§ **Goal**
Please repeat the data below from the line with "girl with braided" up to and including the line with "[(815, 629), (917, 758)]", shifting each coordinate in the answers up by 60. Return only those lines, with everything else left unchanged.

— START —

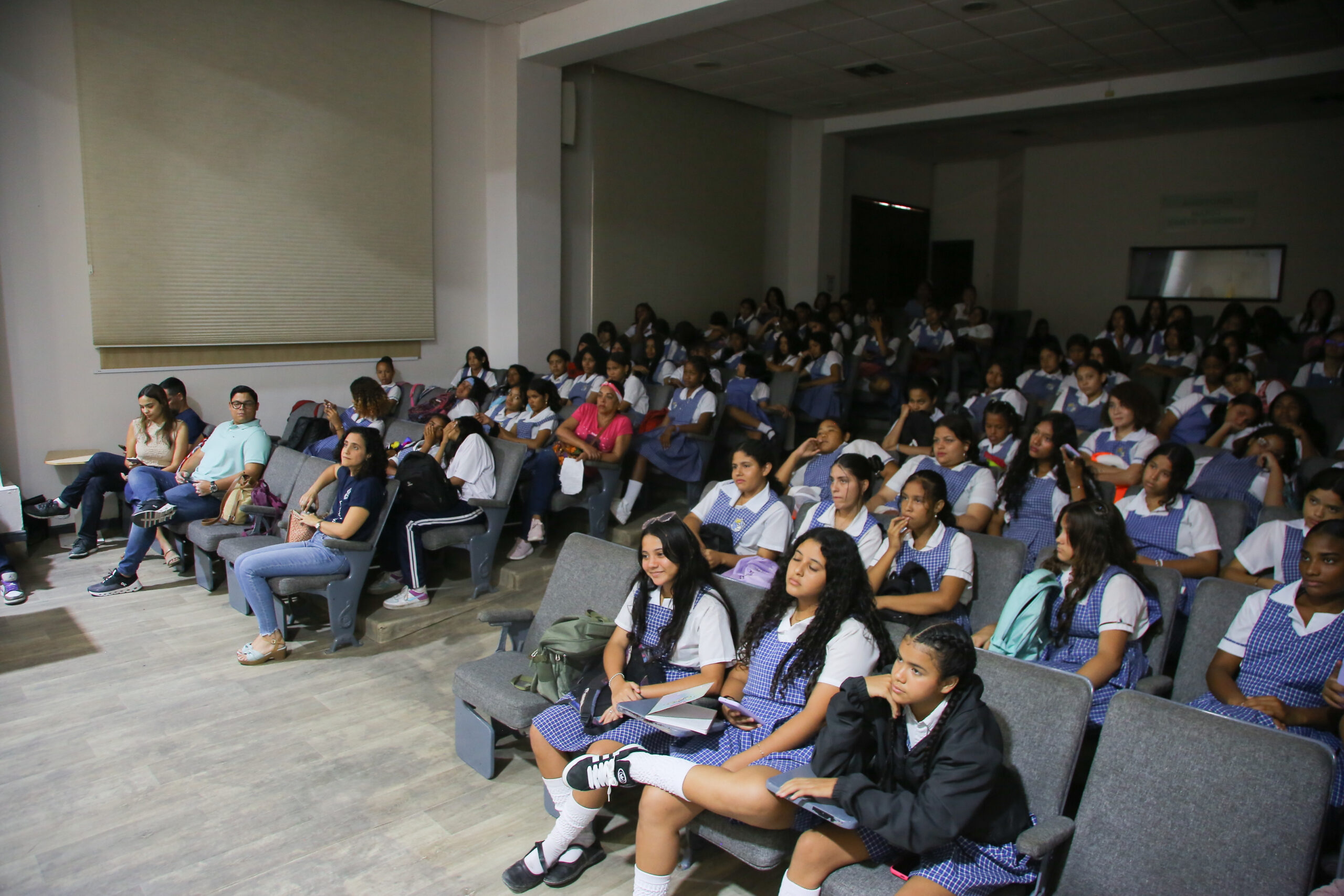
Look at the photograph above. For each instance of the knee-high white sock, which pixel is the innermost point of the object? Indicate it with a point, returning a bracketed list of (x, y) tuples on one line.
[(574, 818), (647, 884), (664, 773), (790, 888)]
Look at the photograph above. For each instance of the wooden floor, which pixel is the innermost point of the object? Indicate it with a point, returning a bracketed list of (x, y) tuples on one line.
[(138, 757)]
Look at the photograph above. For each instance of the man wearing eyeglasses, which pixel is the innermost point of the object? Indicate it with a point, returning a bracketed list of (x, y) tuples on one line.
[(239, 446)]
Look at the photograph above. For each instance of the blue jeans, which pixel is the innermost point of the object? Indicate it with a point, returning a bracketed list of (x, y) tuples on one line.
[(100, 475), (295, 558), (145, 484)]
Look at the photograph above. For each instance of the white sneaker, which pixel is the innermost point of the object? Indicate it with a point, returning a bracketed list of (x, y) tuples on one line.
[(387, 583), (405, 601)]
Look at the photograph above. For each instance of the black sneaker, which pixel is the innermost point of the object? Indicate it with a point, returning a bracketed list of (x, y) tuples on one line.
[(116, 583), (563, 873), (154, 512), (594, 773), (47, 511), (519, 878)]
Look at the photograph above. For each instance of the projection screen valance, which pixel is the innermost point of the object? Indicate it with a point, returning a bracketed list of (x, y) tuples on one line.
[(256, 171)]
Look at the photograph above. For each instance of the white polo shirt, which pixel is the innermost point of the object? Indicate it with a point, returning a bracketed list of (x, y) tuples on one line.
[(980, 489), (1264, 547), (850, 653), (1122, 605), (772, 529), (706, 638), (872, 543), (1196, 530), (1244, 623)]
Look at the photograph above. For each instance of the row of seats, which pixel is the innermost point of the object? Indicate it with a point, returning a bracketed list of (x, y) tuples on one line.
[(1178, 801)]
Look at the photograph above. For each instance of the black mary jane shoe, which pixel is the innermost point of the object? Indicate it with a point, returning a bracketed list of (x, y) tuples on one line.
[(565, 873), (519, 878)]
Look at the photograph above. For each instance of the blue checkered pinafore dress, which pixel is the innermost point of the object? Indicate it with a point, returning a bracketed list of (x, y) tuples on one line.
[(562, 727), (1084, 640), (823, 400), (1085, 418), (1156, 537), (682, 458), (1034, 523), (1227, 476), (1292, 556), (771, 710), (934, 561), (738, 519), (1283, 664)]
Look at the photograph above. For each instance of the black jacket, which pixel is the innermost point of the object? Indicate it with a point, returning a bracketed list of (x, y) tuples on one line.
[(915, 801)]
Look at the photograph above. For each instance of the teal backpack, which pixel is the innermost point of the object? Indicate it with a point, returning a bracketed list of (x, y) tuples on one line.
[(1025, 623)]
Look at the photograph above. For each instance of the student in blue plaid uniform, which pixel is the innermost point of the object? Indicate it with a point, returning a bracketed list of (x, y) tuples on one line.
[(1283, 649), (678, 621), (918, 758), (816, 628)]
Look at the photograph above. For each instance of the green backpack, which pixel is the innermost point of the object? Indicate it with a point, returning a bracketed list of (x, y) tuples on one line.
[(566, 650)]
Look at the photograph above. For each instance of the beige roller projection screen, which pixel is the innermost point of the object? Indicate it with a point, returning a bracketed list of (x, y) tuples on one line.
[(257, 172)]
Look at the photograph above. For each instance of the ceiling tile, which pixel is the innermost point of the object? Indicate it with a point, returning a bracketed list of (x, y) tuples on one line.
[(893, 45), (854, 31), (1067, 13), (761, 29), (800, 42), (911, 19), (816, 15), (1006, 23), (949, 35), (1108, 27), (1129, 42)]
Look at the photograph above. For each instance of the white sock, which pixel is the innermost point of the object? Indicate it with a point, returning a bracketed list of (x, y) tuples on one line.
[(664, 773), (647, 884), (790, 888), (574, 818)]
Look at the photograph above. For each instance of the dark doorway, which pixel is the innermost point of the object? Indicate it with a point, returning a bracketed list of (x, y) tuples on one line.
[(951, 268), (889, 249)]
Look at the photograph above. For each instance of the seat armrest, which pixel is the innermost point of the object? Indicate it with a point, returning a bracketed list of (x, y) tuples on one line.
[(1156, 686), (1045, 836), (512, 624), (340, 544)]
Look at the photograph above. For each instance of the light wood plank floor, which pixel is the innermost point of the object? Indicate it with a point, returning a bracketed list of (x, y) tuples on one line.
[(138, 757)]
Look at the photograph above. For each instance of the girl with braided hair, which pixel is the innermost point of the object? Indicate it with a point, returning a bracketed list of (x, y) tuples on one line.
[(815, 629), (917, 758)]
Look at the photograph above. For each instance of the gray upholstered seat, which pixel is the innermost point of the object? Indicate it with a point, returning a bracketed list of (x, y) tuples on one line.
[(1042, 714), (1217, 602), (589, 574), (1184, 803)]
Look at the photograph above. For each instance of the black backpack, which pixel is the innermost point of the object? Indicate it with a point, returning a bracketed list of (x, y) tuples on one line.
[(424, 484)]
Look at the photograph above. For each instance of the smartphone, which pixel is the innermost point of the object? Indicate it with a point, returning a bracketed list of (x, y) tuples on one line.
[(737, 707)]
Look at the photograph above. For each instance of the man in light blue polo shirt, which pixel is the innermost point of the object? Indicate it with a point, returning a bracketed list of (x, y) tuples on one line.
[(195, 491)]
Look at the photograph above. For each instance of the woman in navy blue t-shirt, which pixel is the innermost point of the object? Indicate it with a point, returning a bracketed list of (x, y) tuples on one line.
[(359, 481)]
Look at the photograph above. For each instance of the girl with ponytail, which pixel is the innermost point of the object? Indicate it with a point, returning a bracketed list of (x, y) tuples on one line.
[(917, 757)]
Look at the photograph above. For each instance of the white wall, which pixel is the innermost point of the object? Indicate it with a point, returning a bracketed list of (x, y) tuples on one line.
[(965, 206), (53, 395), (1085, 205)]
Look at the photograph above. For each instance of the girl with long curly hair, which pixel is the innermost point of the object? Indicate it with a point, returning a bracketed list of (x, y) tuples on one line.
[(816, 626)]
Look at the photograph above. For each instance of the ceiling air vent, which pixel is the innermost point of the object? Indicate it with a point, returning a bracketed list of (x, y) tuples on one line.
[(870, 70)]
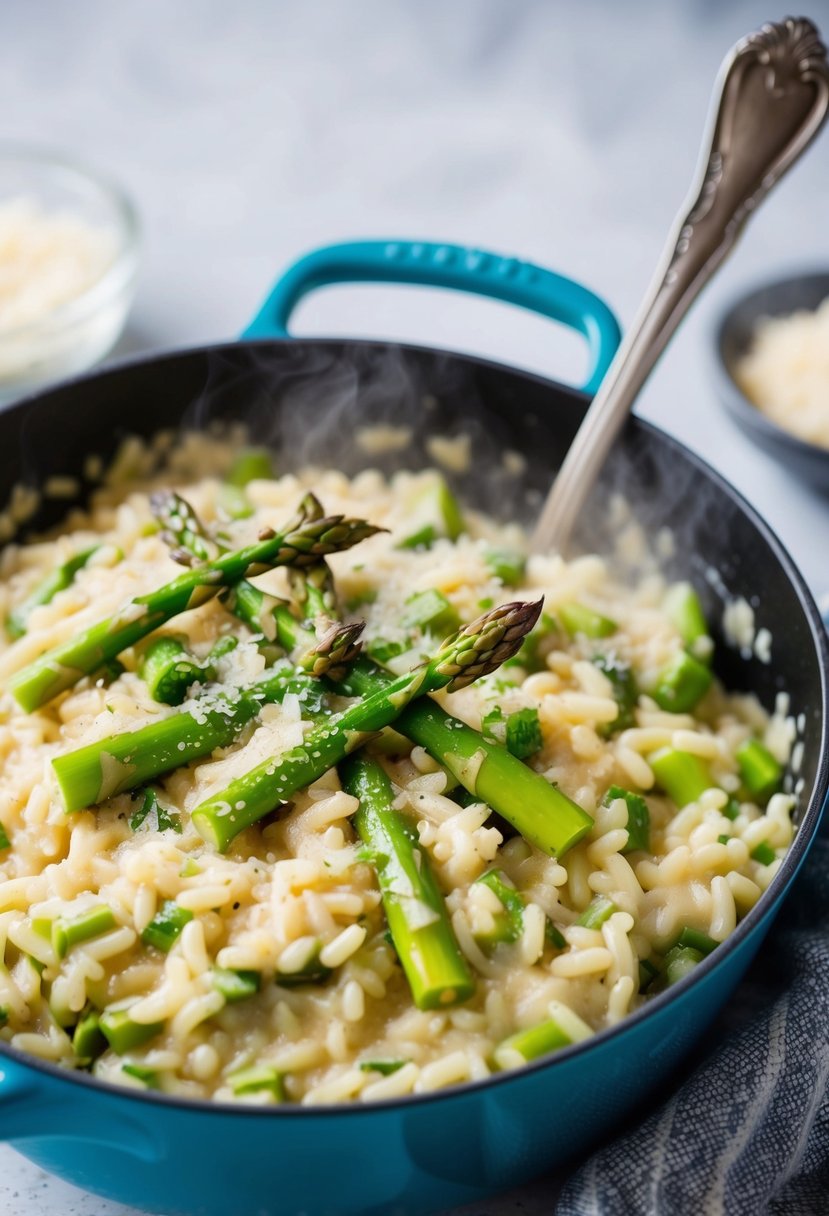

— END —

§ **Output for this exercise**
Look at the photograph above. For each instance of the girl with braided hair, which pixel is the innermost point of the object? Indicate it with a point, returning a bracketed list of (x, y) tuples on one line.
[(875, 689), (977, 818)]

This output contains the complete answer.